- **Task objective**
The listing that follows is to be output in full and without change.

- **Data in this exercise**
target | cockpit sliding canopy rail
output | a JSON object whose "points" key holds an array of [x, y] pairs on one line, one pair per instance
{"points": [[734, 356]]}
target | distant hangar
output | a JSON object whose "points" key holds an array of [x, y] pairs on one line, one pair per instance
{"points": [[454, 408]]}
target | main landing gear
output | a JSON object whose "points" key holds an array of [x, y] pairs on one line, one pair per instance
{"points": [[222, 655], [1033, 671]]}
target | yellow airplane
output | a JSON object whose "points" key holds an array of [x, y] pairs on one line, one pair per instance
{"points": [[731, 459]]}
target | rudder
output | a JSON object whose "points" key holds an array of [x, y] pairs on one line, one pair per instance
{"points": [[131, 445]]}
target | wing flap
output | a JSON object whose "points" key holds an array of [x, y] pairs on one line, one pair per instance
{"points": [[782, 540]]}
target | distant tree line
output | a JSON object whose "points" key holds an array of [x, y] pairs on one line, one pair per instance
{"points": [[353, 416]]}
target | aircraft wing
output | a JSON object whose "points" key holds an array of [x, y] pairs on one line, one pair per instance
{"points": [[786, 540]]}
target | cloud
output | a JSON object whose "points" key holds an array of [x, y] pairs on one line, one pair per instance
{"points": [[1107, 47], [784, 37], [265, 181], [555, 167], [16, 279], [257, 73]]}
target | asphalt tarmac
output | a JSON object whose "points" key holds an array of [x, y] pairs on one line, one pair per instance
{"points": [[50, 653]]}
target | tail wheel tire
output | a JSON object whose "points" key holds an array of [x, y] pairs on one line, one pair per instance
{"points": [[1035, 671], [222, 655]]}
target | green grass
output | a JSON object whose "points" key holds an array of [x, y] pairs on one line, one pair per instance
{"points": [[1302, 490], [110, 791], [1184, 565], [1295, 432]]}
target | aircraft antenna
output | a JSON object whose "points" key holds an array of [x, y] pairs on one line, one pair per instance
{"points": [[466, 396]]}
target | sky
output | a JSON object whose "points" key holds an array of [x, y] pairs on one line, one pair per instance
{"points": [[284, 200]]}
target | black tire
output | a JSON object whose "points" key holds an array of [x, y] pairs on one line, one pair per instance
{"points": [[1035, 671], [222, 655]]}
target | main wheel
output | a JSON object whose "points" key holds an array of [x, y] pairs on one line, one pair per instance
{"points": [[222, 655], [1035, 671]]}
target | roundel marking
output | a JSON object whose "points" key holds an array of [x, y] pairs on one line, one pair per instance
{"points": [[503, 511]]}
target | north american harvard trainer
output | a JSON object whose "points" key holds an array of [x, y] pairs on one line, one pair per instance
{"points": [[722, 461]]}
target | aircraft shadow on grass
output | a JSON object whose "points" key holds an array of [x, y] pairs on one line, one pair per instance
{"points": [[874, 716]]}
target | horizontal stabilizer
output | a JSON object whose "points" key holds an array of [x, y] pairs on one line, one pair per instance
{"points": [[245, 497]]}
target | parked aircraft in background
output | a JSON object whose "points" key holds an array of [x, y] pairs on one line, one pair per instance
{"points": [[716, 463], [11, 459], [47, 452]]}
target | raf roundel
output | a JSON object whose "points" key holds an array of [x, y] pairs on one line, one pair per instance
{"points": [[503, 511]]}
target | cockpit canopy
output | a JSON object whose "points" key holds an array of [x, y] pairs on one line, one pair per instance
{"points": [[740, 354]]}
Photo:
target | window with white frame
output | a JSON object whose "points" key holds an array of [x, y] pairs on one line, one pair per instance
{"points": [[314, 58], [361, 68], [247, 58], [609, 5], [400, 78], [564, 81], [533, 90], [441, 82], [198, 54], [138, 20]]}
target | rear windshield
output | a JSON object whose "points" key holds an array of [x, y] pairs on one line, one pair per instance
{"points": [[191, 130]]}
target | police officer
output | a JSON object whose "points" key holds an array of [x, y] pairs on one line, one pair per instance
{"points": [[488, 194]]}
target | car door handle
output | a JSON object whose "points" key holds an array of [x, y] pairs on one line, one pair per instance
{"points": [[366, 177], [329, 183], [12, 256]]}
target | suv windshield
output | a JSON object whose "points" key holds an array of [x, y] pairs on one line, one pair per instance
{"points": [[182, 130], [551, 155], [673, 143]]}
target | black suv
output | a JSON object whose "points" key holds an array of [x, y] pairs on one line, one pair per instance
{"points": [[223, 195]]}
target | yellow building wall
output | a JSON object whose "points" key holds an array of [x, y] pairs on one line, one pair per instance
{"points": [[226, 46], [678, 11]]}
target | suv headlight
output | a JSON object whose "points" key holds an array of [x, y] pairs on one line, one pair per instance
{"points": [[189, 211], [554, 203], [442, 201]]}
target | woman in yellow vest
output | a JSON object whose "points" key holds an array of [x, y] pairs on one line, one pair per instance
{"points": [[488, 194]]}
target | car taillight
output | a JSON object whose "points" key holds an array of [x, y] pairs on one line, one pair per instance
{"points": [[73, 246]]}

- **Solution**
target | cockpit sliding canopy rail
output | a JSON object whose "points" key holds an array of [x, y] pairs on one line, one pair per instance
{"points": [[734, 356]]}
target | distant hangar
output | a JSON object whose "points" key holds an array of [x, y] pairs on one line, one pair per instance
{"points": [[454, 408]]}
target | main landing gear
output | a JSON object whose "points" key holds an array of [x, y] pairs on one line, one pair per instance
{"points": [[222, 655], [1033, 671]]}
target | yellow airplane
output | a JSON object whose "points" key holds an array of [x, y] pairs on one line, one pair per instance
{"points": [[731, 459]]}
target | rudder
output | a JSON object whose "points" key holds an array of [x, y] pairs on one line, one pair per instance
{"points": [[131, 445]]}
target | wing flap
output | a JSON object whose "points" key holds an array of [x, y] pairs on one line, one pair per instance
{"points": [[782, 540]]}
target | distant tree line
output | a JSON object whose "points" key holds an array of [x, y] pairs on one line, one pair per instance
{"points": [[353, 416]]}
target | aircraft wing
output | a JSON object whose "points" key holds an array of [x, y] pairs on one line, one pair per instance
{"points": [[786, 540]]}
target | cloud
output | a JSON object whose "points" key holds an array of [x, y] pairs on one line, one pair per instance
{"points": [[1107, 47], [784, 37], [265, 181], [555, 167], [16, 279], [257, 73]]}
target | asphalt tarmac
output | a JSON object whose "points" key holds an array of [x, y] pairs on one line, one pair per instance
{"points": [[50, 653]]}
target | tail wheel tire
output | a JSON object whose "points" key holds an array of [x, y] pairs on one line, one pair per instance
{"points": [[1035, 671], [222, 655]]}
target | green grass
output | a JSON object whose "points" key holds an array of [x, y] pairs on one line, one pair per instance
{"points": [[1302, 490], [110, 791], [1184, 565], [1295, 432]]}
target | aircraft antenna
output | a JSON object whose "points" key holds an array of [x, y] pairs on one line, one pair per instance
{"points": [[466, 396]]}
target | sky
output | a JSON object whose "points" key holds an array of [x, y] pairs on one line, one pair per instance
{"points": [[284, 200]]}
target | black tire
output | a JSON object whose "points" key holds an array of [x, y] pairs on one line, one pair per instance
{"points": [[1035, 671], [222, 655]]}
target | main wheel
output | a JSON object whose "points" key holds an array of [x, y] pairs on one line, one pair per instance
{"points": [[222, 655], [1035, 671]]}
target | roundel marking
output | a JSON object whose "points" key holds an array of [x, y] pairs on one line, one pair per instance
{"points": [[503, 511]]}
target | north american harvard trainer
output | a JSON object whose "points" key holds an array of [x, y] pairs on one line, one pair per instance
{"points": [[722, 461]]}
target | aircraft shadow on grass
output | a JSON object whose "points" key holds an array of [x, y] pairs on one line, one pair per instance
{"points": [[874, 716]]}
target | horizontal stabilizer
output | a JSON object whose "points" key holds an array of [x, y] pairs on one line, one pair per instance
{"points": [[245, 497]]}
target | parked aircraft in background
output | a JSON object whose "points" key holds an array of [x, y] pairs on one line, one pair per instance
{"points": [[716, 463], [11, 459], [47, 452]]}
target | raf roundel
output | a JSON object whose "points" key holds an array of [x, y] pairs on one line, one pair per instance
{"points": [[503, 511]]}
target | cockpit canopy
output | a JSON object whose "points" key holds an array of [x, y] pairs on one line, one pair per instance
{"points": [[740, 354]]}
Photo:
target | window with white frame
output | a JSON object whose "points" key holds an array of [x, y] pairs on one line, one pair per instance
{"points": [[314, 58], [361, 68], [247, 58], [609, 5], [400, 78], [564, 81], [533, 90], [441, 82], [198, 54], [138, 20]]}
target | rear windshield
output | a JSON object whose "points" key holds an array of [x, y] pairs on one line, one pair per instance
{"points": [[191, 130]]}
target | police officer
output | a JSON object whose "points" key holds an array of [x, y] pairs on one line, one pair per instance
{"points": [[488, 194]]}
target | car door handle
output | a JSON object whose "points" key holds an array of [x, y] pairs on one line, one pair per instance
{"points": [[366, 177], [329, 183], [12, 256]]}
target | suv windshield
output | a JSON object whose "points" key holds an array of [x, y] pairs on one line, one pair per instance
{"points": [[182, 130], [551, 155], [673, 143]]}
target | black suv
output | a JSON object whose "points" key holds an array of [x, y] pairs on one line, one pair per instance
{"points": [[223, 195]]}
target | yellow building wall
output | a JSON object whose "points" key holds an array of [x, y] pairs on one line, one pair per instance
{"points": [[226, 46], [678, 11]]}
target | suv headlight
output | a JSON object whose "points" key holds an array of [x, y] pairs on one line, one pair per instance
{"points": [[189, 211], [554, 203], [442, 201]]}
target | woman in yellow vest
output | a JSON object whose "points" key holds an array of [x, y] pairs on one line, one pair per instance
{"points": [[488, 194]]}
target | car taillight
output | a JSON object whose "points" key holds an array of [x, y] pairs on one line, one pair per instance
{"points": [[73, 246]]}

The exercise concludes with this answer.